> _Given text_:
__________

What was the relationship between U.G. and Valentine? There is no doubt that this question has bothered many people in different ways. There are friends who have whispered among themselves, "When they both met in Geneva in 1964, Valentine was 63. But her age could not have been a big barrier for a physical relationship." There are others who gossiped, "If there was no relationship, why would she give away without hesitation all her property?"

What's interesting is that U.G. and Valentine were never concerned about such rumors. However, after the behind-the-curtain affairs, the secret romantic adventures, of the world famous philosopher J.Krishnamurti, who was reputed to be a world teacher, became public through a recent book, some close friends of U.G. were worried that future generations might misunderstand and gain a mistaken impression of the relationship between U.G. and Valentine. U.G. replied to this worry unperturbed, "Let them misunderstand. What do I care?"

Once U.G. went to Bali, accompanied by Valentine and Parveen Babi, the Indian film star. Parveen needed a change of weather for health reasons. Everyone knew how even a responsible magazine like India Today reported in big captions that U.G. had been married to Parveen, and that they both had gone to Bali for their honeymoon. When he returned to India from Indonesia, press reporters surrounded U.G. and asked him how true those reports were.

Then U.G. replied, "I wish that news were true. What more could an aged person like myself want? What more could I want than a beautiful and famous movie star like Parveen Babi landing in my lap with a lot of money!" The reporters were disappointed at U.G.'s answer. When some of his friends suggested to U.G. that he should sue the India Today magazine, U.G. smiled and brushed the idea aside by saying, "If what they wrote was false, it doesn't bother me. And if it were true, I still am not bothered."

Valentine was never concerned about the rumors that speculated of a relationship between U.G. and herself who was already sixty to seventy years old, nor was she annoyed by people's curiosity about the nature of her relationship with U.G. When asked at different times about why was it that, on the very first day of meeting U.G. she was so mesmerized by her attraction to U.G. that she deposited twenty thousand dollars in a bank in his name, Valentine would answer with silence. How can a mind, which insists on believing blindly that for every action of ours there must be a motive, accept the idea that there can be actions which have no causes?

U.G. has said that there can be true relationship between men and women only when there is no sexual involvement. In our experience it seems only the relationship between a mother and her children is such a pure relationship. Many believe that the relationship between Valentine and U.G. was such.

When U.G.'s life was taking a crucial turn, Valentine entered the scene and stood as his support. However, she always knew clearly that U.G. had no need of her, and she knew that at any moment he was capable of dropping her and her money and going his own way. She led her life with U.G. in a precarious fashion, a life that could be described in India as: "Within every day lurks a danger, but you live till you're a hundred anyway," or living as if "wrestling standing on the edge of a knife."

As soon as U.G. took her financial affairs into his own hands, she found no need to continue working at the Indian Consulate. U.G. directed her to sell all the gold she had in her possession, the antique art pieces she had inherited from her father, as well as other valuables, so as to convert these items into cash. He then arranged, on the basis of that cash, a fixed monthly income sufficient for Valentine's needs. In addition, she also received additional money in the form of a pension from her erstwhile job. With that limited income Valentine and U.G. financed their living in the Saanen area of the Alps mountains.

U.G., when talking about the intermingling of their lives, has said: "Ever since she met me, Valentine has had no life of her own as such. She has pretty much led my life."

__________

> _Task requirements_:
1 - In the passage on U.G. and Valentine, where did U.G. travel with Valentine and Parveen Babi?
2 - Rewrite the paragraph of the passage on U.G. and Valentine that begins "As soon as U.G. took her financial affairs" as a short bulleted list that keeps its main facts.
The entries that follow the text are not needed for this work.

> _Referring expression data_:

__________

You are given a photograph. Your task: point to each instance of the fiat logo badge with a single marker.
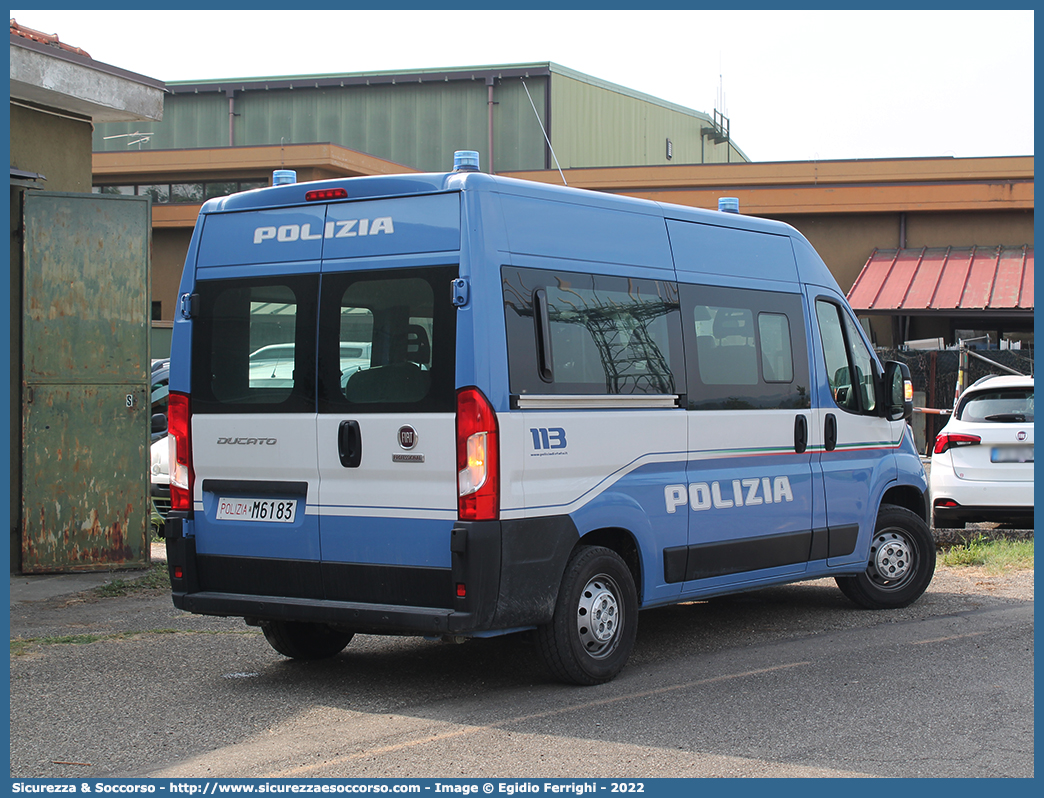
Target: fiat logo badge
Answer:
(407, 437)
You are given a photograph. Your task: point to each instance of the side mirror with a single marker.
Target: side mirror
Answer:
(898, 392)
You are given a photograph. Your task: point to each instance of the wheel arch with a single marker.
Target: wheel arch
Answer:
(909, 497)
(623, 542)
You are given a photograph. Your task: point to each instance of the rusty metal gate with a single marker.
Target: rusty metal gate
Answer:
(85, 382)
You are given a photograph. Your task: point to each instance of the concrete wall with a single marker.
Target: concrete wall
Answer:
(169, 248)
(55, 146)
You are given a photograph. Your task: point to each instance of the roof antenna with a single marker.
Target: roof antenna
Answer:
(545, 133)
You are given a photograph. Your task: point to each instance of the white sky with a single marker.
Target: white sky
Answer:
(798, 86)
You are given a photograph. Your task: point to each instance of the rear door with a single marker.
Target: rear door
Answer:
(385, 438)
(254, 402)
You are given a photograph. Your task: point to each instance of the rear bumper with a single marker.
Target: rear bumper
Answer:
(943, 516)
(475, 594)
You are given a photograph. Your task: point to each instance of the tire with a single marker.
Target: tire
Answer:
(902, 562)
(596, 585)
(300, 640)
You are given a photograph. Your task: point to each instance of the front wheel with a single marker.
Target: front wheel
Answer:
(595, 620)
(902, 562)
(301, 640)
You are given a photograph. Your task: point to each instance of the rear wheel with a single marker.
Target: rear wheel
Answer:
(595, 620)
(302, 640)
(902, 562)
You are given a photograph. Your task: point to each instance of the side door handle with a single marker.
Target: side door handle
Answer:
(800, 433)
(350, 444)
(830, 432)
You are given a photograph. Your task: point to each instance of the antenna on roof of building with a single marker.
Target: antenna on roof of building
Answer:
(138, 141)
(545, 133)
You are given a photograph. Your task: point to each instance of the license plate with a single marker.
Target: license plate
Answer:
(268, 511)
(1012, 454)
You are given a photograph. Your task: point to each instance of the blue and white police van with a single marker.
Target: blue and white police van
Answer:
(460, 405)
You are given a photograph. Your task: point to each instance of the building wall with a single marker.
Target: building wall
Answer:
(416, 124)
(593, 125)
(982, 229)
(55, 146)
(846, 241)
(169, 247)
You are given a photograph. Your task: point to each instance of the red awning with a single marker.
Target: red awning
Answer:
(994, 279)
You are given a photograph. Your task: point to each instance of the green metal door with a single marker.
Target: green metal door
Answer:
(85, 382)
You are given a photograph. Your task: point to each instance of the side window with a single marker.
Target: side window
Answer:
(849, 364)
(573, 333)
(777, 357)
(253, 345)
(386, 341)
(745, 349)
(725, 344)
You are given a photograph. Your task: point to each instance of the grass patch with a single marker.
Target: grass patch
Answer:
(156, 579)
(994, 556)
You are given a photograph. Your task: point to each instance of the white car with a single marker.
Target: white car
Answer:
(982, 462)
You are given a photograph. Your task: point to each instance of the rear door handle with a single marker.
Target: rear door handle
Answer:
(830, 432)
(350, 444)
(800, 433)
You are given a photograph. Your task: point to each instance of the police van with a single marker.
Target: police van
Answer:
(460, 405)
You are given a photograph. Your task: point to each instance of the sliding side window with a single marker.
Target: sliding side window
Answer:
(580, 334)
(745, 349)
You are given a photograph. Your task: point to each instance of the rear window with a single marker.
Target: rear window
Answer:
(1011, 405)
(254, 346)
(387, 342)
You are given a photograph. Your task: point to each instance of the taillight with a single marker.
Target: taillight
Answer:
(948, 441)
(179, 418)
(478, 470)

__________

> _Solutions_:
1 - Bali

2 -
- Once U.G. took over Valentine's financial affairs, she no longer needed to work at the Indian Consulate.
- He had her sell her gold, the antique art pieces inherited from her father, and other valuables for cash.
- From that cash he arranged a fixed monthly income sufficient for her needs.
- She also received a pension from her former job.
- On that limited income, the two lived in the Saanen area of the Alps.